• Enunciado da tarefa:
Transcreva literalmente o trecho do texto sobre a primeira eleição direta para presidente no Ceará que vai de "Somente em 1894" a "perdurou até 1968).", inclusive.

• Texto do documento:

◆ ◆ ◆ ◆ ◆

Votação na quinta-feira e 30 dias de apuração: como foi a 1° eleição direta para presidente no Ceará

Em 1894, o Brasil teve a primeira eleição direta da era republicana, e o paulista Prudente de Morais, venceu. No Ceará, prédios públicos e privados serviram de seção eleitoral.

Era uma quinta-feira, dia 1º de março de 1894. Prédios públicos e privados abrigavam urnas no Ceará. Há exatamente 128 anos, 7 meses e 28 dias, no Estado, assim como nas outras 21 unidades da federação no Brasil existentes à época (Acre, Amapá, Rondônia, Roraima, Mato Grosso do Sul e Tocantins não haviam sido criados), parte da população brasileira foi às urnas.

Foi a primeira vez na história da República que ocorreu o voto direto para escolher o presidente, o vice-presidente (eleito de forma direta no período), senadores e deputados

O Diário do Nordeste conta como os cearenses vivenciaram esse marco que, apesar das diferenças com as eleições atuais, abriu portas para processos democráticos. Esta reportagem integra uma série sobre casos inusitados na política cearense.

Com a queda da Monarquia e a proclamação da República em 1889, os militares Deodoro da Fonseca e Floriano Peixoto já haviam presidido o Brasil. Mas ambos eram militares e não foram eleitos por voto direto.

Somente em 1894 ocorreu a primeira eleição direta para a presidência no país que ainda se chamava República dos Estados Unidos do Brasil (o nome perdurou até 1968). 

À época, o voto, apesar de direto, ainda não era universal, logo, nenhuma mulher cearense, por exemplo, votou naquele pleito.

◆ ◆ ◆ ◆ ◆

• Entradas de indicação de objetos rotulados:
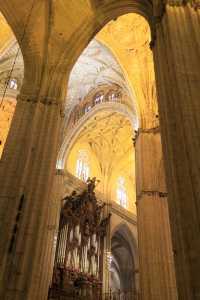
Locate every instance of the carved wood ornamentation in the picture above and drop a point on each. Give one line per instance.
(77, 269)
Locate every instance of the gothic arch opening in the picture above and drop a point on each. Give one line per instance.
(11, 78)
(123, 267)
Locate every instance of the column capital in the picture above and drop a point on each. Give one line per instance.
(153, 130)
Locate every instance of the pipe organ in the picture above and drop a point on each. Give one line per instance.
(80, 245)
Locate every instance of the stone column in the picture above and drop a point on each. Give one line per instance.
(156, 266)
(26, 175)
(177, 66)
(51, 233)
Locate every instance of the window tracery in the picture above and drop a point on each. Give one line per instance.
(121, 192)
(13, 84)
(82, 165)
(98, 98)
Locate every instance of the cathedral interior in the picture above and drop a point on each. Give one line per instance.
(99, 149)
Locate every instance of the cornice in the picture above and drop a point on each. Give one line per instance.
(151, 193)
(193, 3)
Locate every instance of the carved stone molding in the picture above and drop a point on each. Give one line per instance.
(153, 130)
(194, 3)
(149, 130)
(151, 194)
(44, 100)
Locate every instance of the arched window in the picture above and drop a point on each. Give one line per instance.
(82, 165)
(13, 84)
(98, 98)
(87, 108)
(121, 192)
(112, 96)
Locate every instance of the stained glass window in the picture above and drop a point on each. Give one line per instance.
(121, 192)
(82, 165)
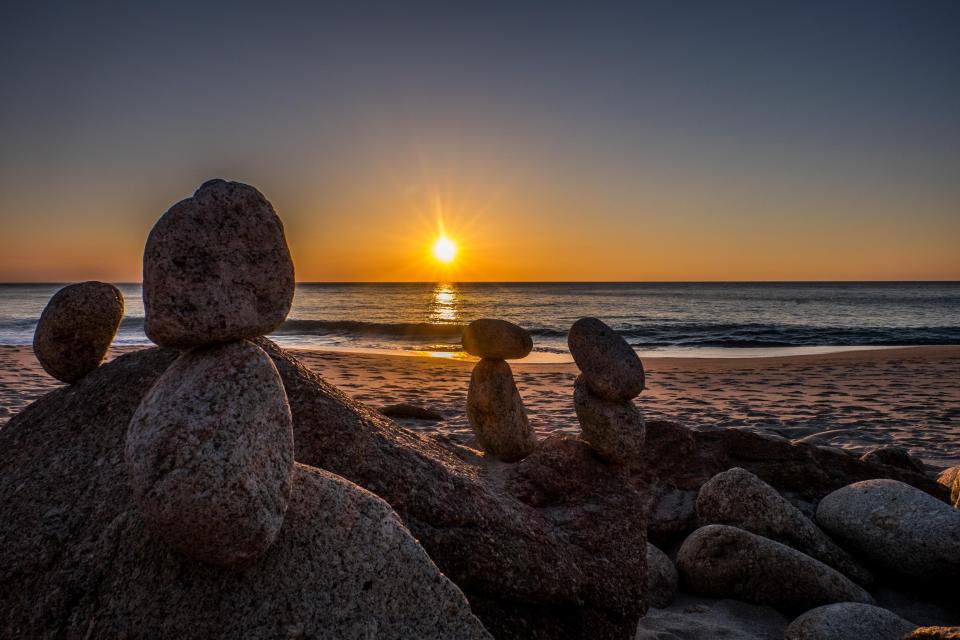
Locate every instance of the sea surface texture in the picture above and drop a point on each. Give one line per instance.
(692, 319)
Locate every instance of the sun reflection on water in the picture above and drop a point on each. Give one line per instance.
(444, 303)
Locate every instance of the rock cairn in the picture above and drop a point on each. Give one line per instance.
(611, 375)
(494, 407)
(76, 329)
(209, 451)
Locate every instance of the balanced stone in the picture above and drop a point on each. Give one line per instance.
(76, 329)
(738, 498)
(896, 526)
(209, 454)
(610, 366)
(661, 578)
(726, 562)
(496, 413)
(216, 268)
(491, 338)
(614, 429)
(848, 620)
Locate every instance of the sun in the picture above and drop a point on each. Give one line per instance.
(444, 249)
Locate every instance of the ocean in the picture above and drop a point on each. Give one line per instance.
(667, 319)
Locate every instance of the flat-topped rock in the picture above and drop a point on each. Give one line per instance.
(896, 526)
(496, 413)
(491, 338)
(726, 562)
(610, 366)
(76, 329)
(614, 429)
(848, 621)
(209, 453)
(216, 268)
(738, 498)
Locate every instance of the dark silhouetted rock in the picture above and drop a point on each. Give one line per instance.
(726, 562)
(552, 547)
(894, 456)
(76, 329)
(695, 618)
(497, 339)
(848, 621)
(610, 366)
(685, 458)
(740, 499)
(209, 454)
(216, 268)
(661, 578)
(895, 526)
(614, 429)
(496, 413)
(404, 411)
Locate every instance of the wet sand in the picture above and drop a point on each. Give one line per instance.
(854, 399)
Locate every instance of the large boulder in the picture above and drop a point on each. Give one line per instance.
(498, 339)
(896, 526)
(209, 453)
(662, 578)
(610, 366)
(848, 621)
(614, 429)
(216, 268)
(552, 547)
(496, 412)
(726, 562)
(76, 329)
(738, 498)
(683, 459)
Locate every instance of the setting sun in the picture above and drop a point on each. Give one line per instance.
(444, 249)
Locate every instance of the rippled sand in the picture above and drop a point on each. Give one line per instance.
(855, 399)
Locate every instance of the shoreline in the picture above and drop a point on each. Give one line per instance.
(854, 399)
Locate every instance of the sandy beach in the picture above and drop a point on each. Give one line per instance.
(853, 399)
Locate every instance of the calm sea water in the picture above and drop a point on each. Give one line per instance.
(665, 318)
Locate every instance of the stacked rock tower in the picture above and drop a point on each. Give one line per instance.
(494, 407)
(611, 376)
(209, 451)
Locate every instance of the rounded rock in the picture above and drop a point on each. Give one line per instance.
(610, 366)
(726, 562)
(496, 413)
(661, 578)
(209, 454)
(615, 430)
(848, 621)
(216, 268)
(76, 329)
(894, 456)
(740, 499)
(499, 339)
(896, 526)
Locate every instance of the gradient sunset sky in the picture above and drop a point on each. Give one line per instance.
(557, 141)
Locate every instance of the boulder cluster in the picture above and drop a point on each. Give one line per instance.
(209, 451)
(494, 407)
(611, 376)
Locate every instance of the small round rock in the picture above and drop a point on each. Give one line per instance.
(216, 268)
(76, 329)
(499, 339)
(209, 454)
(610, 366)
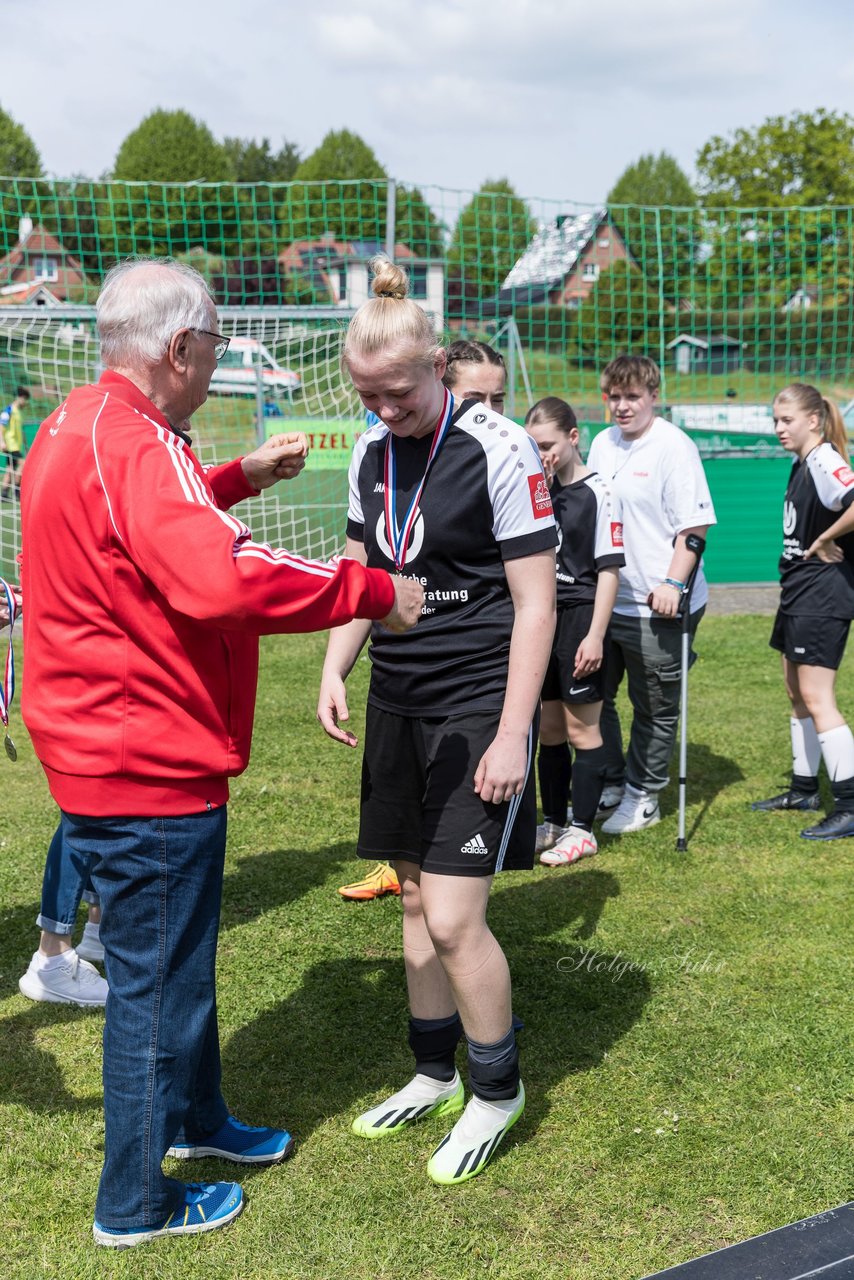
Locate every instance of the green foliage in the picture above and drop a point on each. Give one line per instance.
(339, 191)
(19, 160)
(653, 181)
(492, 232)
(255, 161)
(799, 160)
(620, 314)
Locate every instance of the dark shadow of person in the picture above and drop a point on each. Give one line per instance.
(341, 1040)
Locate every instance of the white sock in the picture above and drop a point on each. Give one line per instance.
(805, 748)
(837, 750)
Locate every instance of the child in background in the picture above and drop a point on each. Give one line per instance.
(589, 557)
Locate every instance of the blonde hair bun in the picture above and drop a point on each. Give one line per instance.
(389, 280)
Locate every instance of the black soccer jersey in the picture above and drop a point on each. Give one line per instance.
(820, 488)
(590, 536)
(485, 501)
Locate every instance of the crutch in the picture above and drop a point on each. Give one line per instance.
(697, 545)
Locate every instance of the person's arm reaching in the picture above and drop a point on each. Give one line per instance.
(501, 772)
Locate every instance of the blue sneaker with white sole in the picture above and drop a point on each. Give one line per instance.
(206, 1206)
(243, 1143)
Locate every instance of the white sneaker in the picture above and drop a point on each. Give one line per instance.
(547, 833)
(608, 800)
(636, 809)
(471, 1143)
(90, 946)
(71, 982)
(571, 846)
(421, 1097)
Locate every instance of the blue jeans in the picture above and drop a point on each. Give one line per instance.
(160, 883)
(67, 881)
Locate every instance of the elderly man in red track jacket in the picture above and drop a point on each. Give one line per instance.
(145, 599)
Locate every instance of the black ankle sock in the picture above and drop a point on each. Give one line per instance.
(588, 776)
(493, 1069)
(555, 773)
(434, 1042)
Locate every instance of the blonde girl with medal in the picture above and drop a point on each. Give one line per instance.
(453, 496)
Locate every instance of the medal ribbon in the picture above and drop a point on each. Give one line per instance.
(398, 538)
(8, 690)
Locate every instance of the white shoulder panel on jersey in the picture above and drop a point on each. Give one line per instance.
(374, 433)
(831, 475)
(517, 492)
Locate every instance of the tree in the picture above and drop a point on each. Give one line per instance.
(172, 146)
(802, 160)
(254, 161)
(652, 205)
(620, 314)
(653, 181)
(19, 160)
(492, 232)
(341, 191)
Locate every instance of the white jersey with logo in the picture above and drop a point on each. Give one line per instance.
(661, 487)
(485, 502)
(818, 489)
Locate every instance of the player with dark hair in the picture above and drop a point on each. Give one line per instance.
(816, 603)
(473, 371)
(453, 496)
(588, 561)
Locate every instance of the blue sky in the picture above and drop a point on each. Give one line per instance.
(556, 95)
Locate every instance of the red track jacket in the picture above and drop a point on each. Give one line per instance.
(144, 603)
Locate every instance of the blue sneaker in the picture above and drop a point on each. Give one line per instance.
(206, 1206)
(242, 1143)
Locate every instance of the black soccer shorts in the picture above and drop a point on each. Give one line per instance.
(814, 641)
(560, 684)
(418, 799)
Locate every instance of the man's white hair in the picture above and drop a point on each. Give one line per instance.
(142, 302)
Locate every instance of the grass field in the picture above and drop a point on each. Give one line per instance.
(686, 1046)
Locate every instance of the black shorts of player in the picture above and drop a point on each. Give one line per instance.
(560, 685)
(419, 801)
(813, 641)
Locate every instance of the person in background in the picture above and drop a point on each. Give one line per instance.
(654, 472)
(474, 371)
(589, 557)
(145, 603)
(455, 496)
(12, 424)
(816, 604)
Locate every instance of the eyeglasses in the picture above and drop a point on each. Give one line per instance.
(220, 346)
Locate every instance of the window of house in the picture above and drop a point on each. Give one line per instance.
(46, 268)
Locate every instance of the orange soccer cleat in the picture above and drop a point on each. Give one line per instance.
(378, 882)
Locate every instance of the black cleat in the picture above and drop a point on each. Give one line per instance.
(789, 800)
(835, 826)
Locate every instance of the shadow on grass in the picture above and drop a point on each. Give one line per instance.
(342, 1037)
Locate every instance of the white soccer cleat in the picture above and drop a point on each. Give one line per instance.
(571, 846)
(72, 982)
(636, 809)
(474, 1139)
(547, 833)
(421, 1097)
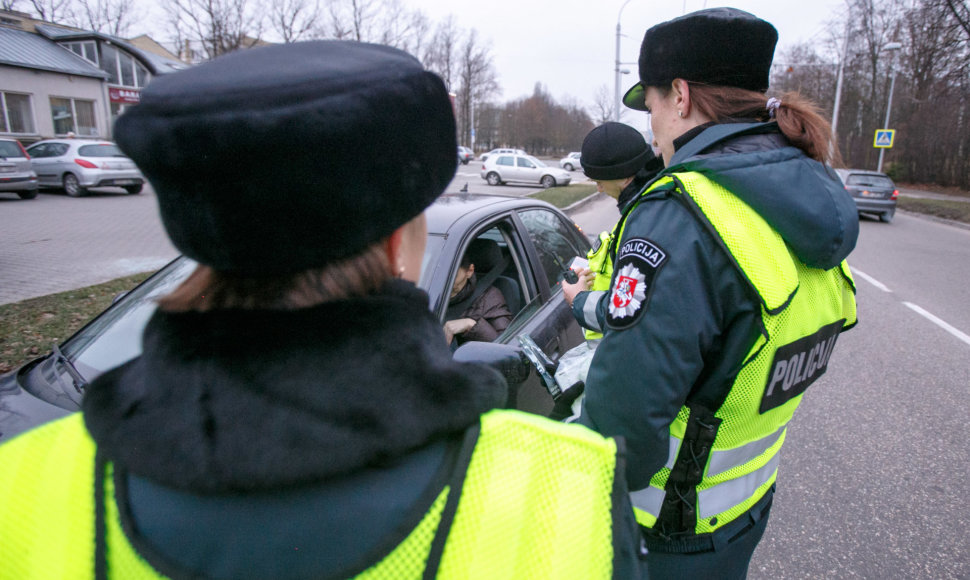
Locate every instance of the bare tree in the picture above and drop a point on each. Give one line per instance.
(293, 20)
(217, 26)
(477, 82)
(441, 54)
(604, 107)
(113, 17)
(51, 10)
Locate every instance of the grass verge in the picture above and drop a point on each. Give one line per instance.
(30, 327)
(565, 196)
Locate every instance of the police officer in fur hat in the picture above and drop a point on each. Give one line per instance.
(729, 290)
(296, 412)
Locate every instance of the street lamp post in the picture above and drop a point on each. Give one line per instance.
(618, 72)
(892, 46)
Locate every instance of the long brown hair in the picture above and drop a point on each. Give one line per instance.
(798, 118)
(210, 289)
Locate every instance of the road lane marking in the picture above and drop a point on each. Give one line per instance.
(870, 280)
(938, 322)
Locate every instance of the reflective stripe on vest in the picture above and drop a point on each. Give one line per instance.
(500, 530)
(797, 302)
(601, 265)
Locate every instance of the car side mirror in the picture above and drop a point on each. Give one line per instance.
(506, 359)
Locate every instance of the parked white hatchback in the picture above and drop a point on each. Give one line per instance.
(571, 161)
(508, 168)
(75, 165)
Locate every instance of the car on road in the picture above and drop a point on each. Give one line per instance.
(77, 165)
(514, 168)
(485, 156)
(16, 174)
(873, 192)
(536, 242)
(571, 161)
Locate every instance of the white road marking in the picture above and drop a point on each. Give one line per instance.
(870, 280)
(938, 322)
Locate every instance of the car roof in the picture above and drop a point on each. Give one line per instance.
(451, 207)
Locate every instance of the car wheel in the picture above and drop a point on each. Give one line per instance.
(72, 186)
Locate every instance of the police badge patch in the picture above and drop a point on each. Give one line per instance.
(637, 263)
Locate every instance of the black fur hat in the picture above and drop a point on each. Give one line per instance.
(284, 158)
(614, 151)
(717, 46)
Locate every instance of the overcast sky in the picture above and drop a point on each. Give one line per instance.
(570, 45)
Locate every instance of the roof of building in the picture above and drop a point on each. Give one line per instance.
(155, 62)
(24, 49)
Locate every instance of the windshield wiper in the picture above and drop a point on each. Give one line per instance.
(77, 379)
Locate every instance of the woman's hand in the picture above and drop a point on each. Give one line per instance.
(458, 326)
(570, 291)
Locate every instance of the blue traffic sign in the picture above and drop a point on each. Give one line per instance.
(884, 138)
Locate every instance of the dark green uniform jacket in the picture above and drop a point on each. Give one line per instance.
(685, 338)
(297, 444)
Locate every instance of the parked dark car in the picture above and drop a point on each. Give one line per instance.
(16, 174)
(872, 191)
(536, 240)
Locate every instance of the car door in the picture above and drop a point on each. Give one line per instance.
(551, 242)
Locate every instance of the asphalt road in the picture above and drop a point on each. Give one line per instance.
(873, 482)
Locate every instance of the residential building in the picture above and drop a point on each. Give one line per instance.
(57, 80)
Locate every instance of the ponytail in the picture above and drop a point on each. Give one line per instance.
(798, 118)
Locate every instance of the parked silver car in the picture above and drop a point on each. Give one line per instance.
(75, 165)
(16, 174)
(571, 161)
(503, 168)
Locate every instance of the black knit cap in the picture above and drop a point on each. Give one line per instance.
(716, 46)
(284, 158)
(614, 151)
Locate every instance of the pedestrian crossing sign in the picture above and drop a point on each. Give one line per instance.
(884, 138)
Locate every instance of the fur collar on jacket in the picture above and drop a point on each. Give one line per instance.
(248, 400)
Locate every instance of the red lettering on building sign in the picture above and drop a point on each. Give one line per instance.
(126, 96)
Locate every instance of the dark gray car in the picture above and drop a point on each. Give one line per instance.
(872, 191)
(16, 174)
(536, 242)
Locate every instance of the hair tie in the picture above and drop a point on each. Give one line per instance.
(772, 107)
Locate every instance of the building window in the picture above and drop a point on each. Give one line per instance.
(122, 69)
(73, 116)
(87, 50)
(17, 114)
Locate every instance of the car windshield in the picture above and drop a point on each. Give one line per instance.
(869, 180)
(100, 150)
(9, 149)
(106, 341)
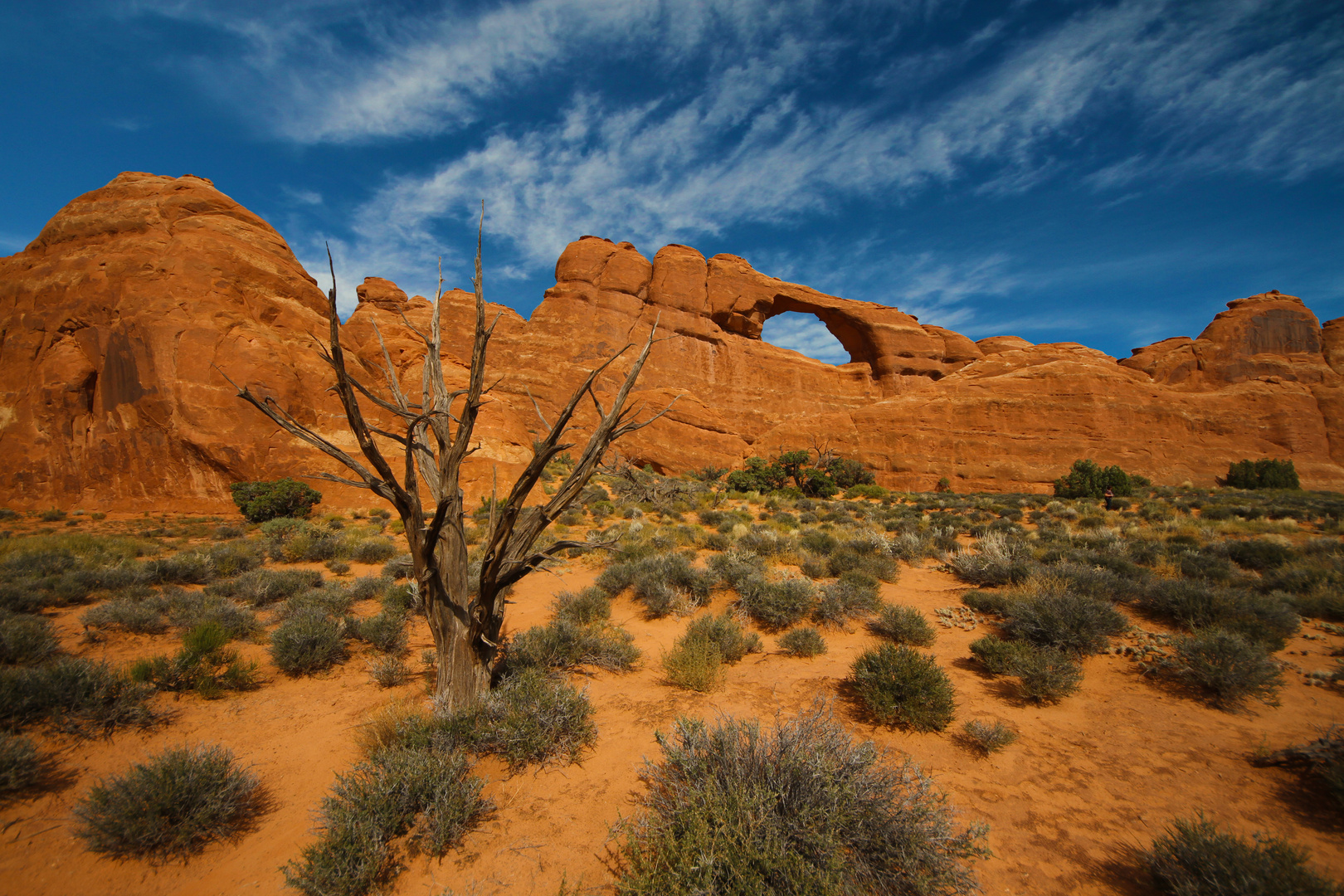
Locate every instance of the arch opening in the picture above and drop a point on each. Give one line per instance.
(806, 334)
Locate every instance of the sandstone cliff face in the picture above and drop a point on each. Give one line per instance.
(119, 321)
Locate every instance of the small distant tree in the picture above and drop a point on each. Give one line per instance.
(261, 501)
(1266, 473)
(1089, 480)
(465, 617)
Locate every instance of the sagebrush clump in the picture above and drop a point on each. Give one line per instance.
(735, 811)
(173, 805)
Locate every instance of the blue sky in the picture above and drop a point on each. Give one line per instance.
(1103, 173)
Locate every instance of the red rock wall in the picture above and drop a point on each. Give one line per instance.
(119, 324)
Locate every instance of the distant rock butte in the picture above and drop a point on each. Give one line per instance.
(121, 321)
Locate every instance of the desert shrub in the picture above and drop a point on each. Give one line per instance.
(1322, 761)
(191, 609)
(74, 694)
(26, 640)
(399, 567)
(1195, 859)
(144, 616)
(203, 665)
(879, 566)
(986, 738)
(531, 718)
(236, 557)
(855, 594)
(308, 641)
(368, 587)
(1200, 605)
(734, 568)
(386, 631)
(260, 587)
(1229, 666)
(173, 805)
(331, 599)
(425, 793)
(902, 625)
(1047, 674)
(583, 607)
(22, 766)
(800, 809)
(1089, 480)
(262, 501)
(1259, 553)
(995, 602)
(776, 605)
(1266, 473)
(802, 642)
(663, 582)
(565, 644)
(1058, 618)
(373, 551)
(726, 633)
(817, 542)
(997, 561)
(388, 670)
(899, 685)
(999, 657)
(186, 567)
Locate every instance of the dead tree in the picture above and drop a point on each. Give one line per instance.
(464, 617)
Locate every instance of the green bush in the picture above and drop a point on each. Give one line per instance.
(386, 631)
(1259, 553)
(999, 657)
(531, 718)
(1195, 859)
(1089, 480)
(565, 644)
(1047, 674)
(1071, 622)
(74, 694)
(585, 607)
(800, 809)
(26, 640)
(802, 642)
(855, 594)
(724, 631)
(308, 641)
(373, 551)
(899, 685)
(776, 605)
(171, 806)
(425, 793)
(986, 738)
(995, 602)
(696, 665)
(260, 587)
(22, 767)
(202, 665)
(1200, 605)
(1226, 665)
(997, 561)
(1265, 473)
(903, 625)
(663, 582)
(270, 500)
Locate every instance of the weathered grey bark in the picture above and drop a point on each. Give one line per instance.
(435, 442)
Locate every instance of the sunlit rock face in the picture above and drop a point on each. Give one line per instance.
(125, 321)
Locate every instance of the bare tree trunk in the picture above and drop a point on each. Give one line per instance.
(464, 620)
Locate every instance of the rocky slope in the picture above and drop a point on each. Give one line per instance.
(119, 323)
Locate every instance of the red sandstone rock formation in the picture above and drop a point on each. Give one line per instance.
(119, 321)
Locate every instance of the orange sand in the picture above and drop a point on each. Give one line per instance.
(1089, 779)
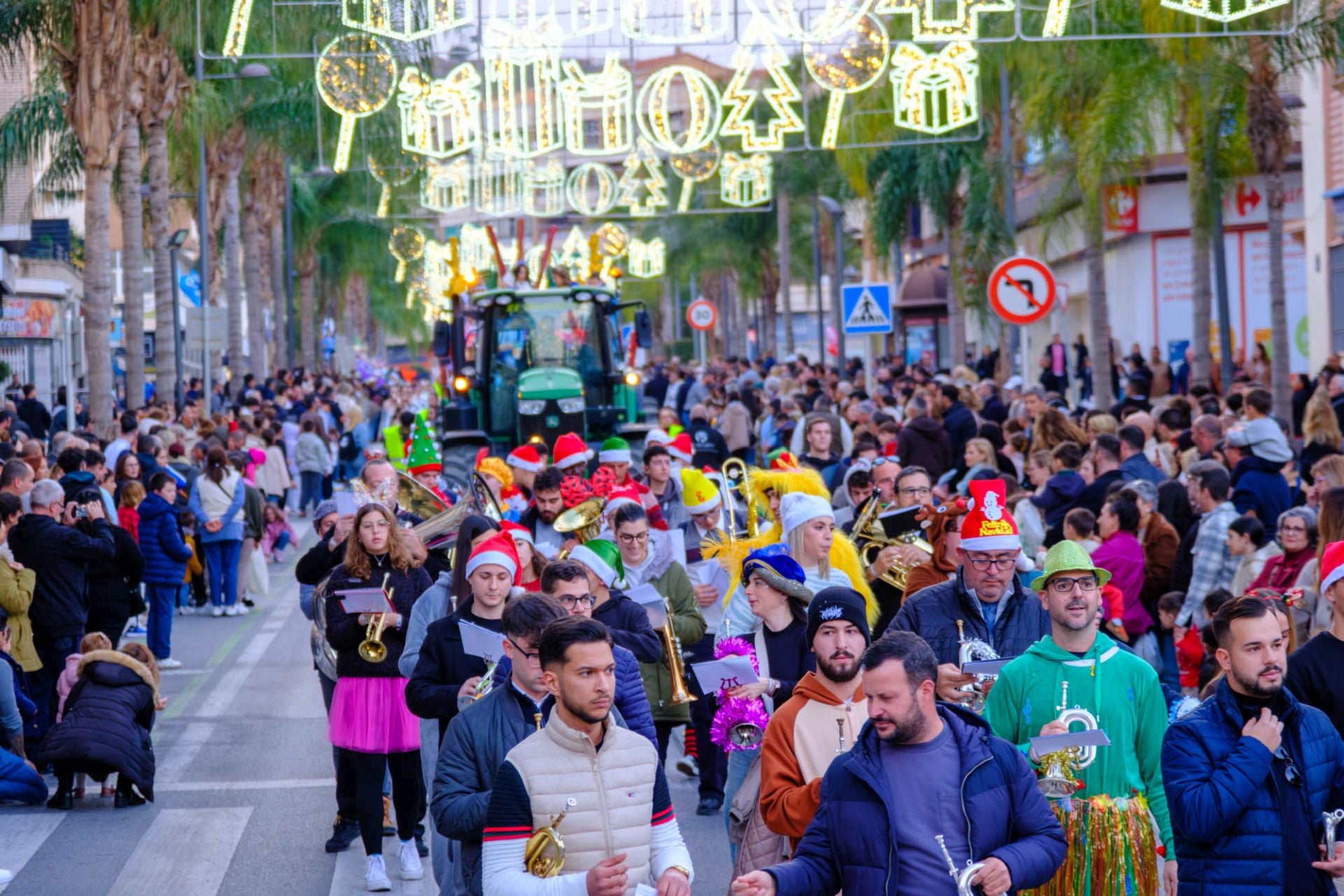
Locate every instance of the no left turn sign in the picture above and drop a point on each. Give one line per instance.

◆ ◆ ◆ ◆ ◆

• Exercício resolvido:
Somente em 1894 ocorreu a primeira eleição direta para a presidência no país que ainda se chamava República dos Estados Unidos do Brasil (o nome perdurou até 1968).